Prompt
Render the rows below as a JSON list of strings, with one string per line and blank lines left out.

(Collected data)

━━━━━━━━━━━━━━━━━━━━

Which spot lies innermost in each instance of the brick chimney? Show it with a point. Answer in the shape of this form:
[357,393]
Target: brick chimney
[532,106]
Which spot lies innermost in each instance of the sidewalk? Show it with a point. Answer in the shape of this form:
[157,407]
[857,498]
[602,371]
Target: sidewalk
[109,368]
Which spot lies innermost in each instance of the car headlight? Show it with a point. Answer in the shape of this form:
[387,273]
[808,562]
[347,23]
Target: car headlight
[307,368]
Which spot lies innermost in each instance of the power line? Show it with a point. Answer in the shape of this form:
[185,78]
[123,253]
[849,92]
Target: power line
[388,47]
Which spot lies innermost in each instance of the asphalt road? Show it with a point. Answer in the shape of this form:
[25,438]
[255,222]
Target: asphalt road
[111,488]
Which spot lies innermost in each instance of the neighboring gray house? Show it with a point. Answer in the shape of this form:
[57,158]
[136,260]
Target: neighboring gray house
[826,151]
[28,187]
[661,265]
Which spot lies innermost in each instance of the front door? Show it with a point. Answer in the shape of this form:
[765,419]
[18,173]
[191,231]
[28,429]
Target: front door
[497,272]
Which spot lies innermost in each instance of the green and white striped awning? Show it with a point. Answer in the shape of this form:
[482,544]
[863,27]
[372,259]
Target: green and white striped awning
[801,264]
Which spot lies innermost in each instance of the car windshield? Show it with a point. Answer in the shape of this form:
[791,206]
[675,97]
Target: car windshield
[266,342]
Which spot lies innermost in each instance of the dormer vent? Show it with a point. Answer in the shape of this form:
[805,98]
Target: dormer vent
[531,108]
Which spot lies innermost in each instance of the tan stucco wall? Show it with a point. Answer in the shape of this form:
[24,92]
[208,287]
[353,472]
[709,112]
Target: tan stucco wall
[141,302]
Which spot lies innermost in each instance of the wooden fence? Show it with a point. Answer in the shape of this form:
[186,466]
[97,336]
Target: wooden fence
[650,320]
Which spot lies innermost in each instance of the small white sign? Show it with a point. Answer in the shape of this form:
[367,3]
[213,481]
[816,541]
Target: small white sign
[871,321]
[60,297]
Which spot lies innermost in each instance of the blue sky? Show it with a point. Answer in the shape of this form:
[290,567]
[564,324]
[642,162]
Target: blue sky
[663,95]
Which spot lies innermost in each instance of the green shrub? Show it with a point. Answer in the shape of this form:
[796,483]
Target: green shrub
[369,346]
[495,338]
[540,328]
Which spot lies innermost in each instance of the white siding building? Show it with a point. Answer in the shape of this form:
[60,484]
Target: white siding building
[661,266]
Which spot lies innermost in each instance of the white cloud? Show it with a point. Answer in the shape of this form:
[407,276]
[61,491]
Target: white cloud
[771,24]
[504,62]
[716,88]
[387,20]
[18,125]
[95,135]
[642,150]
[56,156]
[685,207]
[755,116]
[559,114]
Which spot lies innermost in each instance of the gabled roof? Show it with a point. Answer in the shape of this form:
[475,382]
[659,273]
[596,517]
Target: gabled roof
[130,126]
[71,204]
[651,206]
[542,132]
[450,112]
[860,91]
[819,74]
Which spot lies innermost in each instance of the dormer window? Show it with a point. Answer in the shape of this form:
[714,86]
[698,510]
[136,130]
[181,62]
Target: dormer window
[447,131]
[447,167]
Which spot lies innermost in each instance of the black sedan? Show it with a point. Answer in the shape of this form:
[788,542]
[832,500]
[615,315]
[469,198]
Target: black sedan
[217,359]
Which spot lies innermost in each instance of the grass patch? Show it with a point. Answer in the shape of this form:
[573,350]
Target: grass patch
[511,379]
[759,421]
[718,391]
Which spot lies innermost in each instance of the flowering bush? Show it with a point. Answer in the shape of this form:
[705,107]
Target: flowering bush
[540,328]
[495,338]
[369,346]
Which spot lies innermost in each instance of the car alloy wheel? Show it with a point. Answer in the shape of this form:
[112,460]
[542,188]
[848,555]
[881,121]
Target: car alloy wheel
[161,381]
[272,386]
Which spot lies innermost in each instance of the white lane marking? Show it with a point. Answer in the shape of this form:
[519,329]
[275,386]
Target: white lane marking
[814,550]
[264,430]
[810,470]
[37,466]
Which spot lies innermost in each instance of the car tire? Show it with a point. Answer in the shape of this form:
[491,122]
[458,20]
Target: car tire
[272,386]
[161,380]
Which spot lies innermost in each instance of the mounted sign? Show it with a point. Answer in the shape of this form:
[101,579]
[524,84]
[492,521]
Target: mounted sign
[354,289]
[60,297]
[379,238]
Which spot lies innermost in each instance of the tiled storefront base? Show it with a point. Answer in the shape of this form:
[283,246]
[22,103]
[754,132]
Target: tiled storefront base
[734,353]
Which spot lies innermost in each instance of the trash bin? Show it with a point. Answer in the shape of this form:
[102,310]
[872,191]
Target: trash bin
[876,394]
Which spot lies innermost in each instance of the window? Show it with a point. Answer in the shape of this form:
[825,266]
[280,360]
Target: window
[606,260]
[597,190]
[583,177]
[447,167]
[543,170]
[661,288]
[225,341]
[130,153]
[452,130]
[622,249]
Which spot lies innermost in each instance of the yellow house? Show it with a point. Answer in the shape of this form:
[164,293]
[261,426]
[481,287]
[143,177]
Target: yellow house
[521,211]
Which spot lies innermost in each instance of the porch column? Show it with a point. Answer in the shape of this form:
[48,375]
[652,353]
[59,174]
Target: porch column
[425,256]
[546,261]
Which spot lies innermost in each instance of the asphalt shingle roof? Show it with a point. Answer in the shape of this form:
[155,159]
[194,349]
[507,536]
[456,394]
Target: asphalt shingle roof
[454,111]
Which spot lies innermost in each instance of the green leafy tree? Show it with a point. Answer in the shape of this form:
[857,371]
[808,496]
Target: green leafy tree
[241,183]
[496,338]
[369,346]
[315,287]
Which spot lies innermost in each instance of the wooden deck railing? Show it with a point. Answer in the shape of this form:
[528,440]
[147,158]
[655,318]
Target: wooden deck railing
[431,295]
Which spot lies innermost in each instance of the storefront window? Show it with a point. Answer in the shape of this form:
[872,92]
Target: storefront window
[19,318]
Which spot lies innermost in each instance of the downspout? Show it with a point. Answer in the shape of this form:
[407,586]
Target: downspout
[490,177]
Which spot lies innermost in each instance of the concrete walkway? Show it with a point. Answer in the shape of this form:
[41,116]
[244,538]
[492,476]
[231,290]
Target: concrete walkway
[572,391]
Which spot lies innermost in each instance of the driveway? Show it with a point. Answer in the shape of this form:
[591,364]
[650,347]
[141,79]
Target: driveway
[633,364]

━━━━━━━━━━━━━━━━━━━━

Solution below
[
  "Which spot lies innermost in each instance of the brick chimney? Show it with a point. Answer in the shape of this form:",
  "[357,393]",
  "Target: brick chimney",
  "[532,106]",
  "Which spot lies innermost in each instance of the sidewalk? Show it with a point. Answer in the shape of this form:",
  "[157,407]",
  "[857,498]",
  "[602,371]",
  "Target: sidewalk",
  "[109,368]",
  "Which spot lies innermost in each instance of the car headlight? Show it with a point. Answer in the shape of this form:",
  "[387,273]",
  "[808,562]",
  "[347,23]",
  "Target: car headlight",
  "[307,368]",
  "Which spot lies innermost in each instance of the power line? Show it with a point. Answer in the shape of this form:",
  "[185,78]",
  "[123,253]",
  "[849,92]",
  "Target: power line",
  "[388,47]",
  "Which spot lies innermost in each instance of the asphalt road? Show it with a point. Answer in the shape of this form:",
  "[25,438]",
  "[255,222]",
  "Target: asphalt road",
  "[111,488]",
  "Which spot lies innermost in each instance of the neighboring gray house? Show it with a point. Answer in the shape of this form:",
  "[57,158]",
  "[136,260]",
  "Target: neighboring gray house",
  "[826,151]",
  "[28,187]",
  "[661,265]",
  "Which spot lies innermost in each instance of the front door? Show it with a point. Answer in the shape of this form:",
  "[765,419]",
  "[18,173]",
  "[191,231]",
  "[28,429]",
  "Target: front door",
  "[497,272]",
  "Which spot lies innermost in each instance of the green and white striped awning? Show it with a point. Answer in the shape of this form:",
  "[482,544]",
  "[863,27]",
  "[372,259]",
  "Target: green and white striped awning",
  "[801,264]",
  "Which spot lies innermost in each instance of the car windshield? Show it with a point. Answer in the shape of this form:",
  "[791,206]",
  "[675,97]",
  "Target: car windshield",
  "[266,342]",
  "Which spot lies innermost in each instance of the dormer vent? Show it with a point. Answer in the shape of this form:",
  "[805,98]",
  "Target: dormer vent",
  "[531,108]",
  "Which spot lies innermost in each instance of the tan stucco wall? Show it with a point. Answer in the shape of this form:",
  "[24,92]",
  "[208,287]",
  "[353,472]",
  "[709,112]",
  "Target: tan stucco wall",
  "[141,302]",
  "Which spot lies innermost in each instance of the wooden fence? Show it with a point. Answer in the shape of this form:",
  "[186,466]",
  "[97,336]",
  "Target: wooden fence",
  "[650,320]",
  "Which spot lies innermost in each instance of the small white sign? Show it with a point. Answer in the shape of this form:",
  "[367,3]",
  "[213,481]",
  "[816,541]",
  "Target: small white sign",
  "[871,321]",
  "[60,297]",
  "Which spot lies innermost in each instance of the blue sky? Show it with a point. Answer in the shape of this form:",
  "[290,567]",
  "[564,324]",
  "[642,162]",
  "Target: blue sky",
  "[663,95]",
  "Which spot lies innermost in each instance of the green shrub? Show it with a point. Answer in the shape of this form:",
  "[796,483]",
  "Target: green shrub",
  "[369,346]",
  "[495,338]",
  "[540,328]",
  "Which spot lies innermost in each instance of the white siding building? Show it with a point. Answer in the shape of this form:",
  "[60,484]",
  "Target: white siding building",
  "[661,266]",
  "Which spot lies innermost in each instance of the white cloud? Show it with a point. Answer in the shape of this form:",
  "[407,276]",
  "[61,491]",
  "Target: white cloud",
  "[771,24]",
  "[504,62]",
  "[716,88]",
  "[387,20]",
  "[18,125]",
  "[95,135]",
  "[642,150]",
  "[56,156]",
  "[685,207]",
  "[755,116]",
  "[559,114]",
  "Which spot lies innermost in each instance of the gabled roof? Show it with a point. Answer in the shape of this form:",
  "[475,382]",
  "[659,273]",
  "[596,517]",
  "Target: gabled roof",
  "[130,126]",
  "[71,204]",
  "[651,206]",
  "[542,132]",
  "[450,112]",
  "[860,91]",
  "[819,74]",
  "Which spot lies innermost in each instance of the dormer window? Show it with a point. Answer in the shape of this form:",
  "[714,86]",
  "[698,510]",
  "[136,130]",
  "[181,62]",
  "Target: dormer window",
  "[447,131]",
  "[447,167]",
  "Which spot lies innermost in each instance of the black sedan? Show it with a point. Answer in the shape of this form:",
  "[788,542]",
  "[832,500]",
  "[615,315]",
  "[469,198]",
  "Target: black sedan",
  "[217,359]",
  "Which spot lies innermost in each instance of the grass patch? Show it with a point. Answer in the shape of this form:",
  "[573,350]",
  "Target: grass patch",
  "[511,379]",
  "[759,421]",
  "[718,391]",
  "Which spot lies innermost in each instance of the flowering bush? Show it with a point. Answer in the shape of this form:",
  "[705,107]",
  "Target: flowering bush",
  "[540,328]",
  "[495,338]",
  "[369,346]",
  "Which spot lies innermost in each instance of the car alloy wheel? Show it with a point. Answer in the shape of this form:",
  "[112,460]",
  "[542,188]",
  "[848,555]",
  "[881,121]",
  "Target: car alloy wheel",
  "[161,381]",
  "[272,386]",
  "Which spot lies innermost in each instance of the white lane marking? Show it with a point. Answer in the shape of this form:",
  "[519,329]",
  "[275,386]",
  "Target: white lane marking",
  "[814,550]",
  "[264,430]",
  "[810,470]",
  "[37,466]",
  "Which spot lies innermost in each instance of the car tire? Show it with a point. Answer in the shape of this form:",
  "[491,122]",
  "[458,20]",
  "Target: car tire",
  "[272,386]",
  "[161,380]",
  "Which spot lies innermost in each instance of the mounted sign? Show it with a point. Answer in the shape of this form:",
  "[101,579]",
  "[524,84]",
  "[492,521]",
  "Target: mounted sign",
  "[354,289]",
  "[60,297]",
  "[379,238]",
  "Which spot lies innermost in each instance of the tiled storefront base? Show it with a point. Answer in the shape of this form:",
  "[283,246]",
  "[22,103]",
  "[754,132]",
  "Target: tiled storefront base",
  "[734,353]",
  "Which spot lies innermost in each instance of the trash bin? Show it with a point. Answer in the shape of this form:",
  "[102,310]",
  "[872,191]",
  "Target: trash bin",
  "[876,394]",
  "Which spot lies innermost in each instance of the window? Show it with a point. Answer in the shape of this form:",
  "[825,266]",
  "[280,360]",
  "Target: window",
  "[606,260]",
  "[597,190]",
  "[583,177]",
  "[447,167]",
  "[543,170]",
  "[661,288]",
  "[225,341]",
  "[130,153]",
  "[452,130]",
  "[622,249]",
  "Which spot lies innermost in each instance of the yellow house? Show it with a point. Answer in the shape of this form:",
  "[164,293]",
  "[261,426]",
  "[481,287]",
  "[143,177]",
  "Target: yellow house",
  "[521,211]",
  "Which spot lies innermost in each instance of the porch column? Show it with a point. Answer in the shape of this form:",
  "[48,375]",
  "[652,353]",
  "[59,174]",
  "Target: porch column",
  "[425,256]",
  "[546,261]",
  "Which spot lies innermost in each instance of the asphalt shingle roof? Show it with a point. Answer in the shape of this form:",
  "[155,159]",
  "[194,349]",
  "[507,536]",
  "[456,394]",
  "Target: asphalt shingle roof",
  "[454,111]",
  "Which spot lies innermost in each instance of the green leafy tree? Show it with a point. Answer in the shape of this form:",
  "[857,371]",
  "[808,496]",
  "Target: green leafy tree",
  "[241,183]",
  "[496,338]",
  "[369,346]",
  "[315,287]",
  "Which spot lies innermost in each instance of the wooden deck railing? Show it with a point. Answer in the shape of this form:",
  "[528,440]",
  "[147,158]",
  "[655,318]",
  "Target: wooden deck railing",
  "[431,295]",
  "Which spot lies innermost in each instance of the storefront window? Show it with a point. Answer in the shape of this form:",
  "[872,92]",
  "Target: storefront window",
  "[19,318]",
  "Which spot lies innermost in each instance of the downspout? Show it with a point. Answer in the shape of this form:",
  "[407,586]",
  "Target: downspout",
  "[490,177]",
  "Which spot lies innermost in each instance of the concrete walkway? Show it with a point. Answer in the shape of this form:",
  "[41,116]",
  "[244,538]",
  "[492,476]",
  "[231,290]",
  "Target: concrete walkway",
  "[572,391]",
  "Which spot lies innermost in each instance of the driveway? Show it with a point. Answer in the shape of this form:",
  "[591,364]",
  "[650,347]",
  "[141,79]",
  "Target: driveway",
  "[633,364]"
]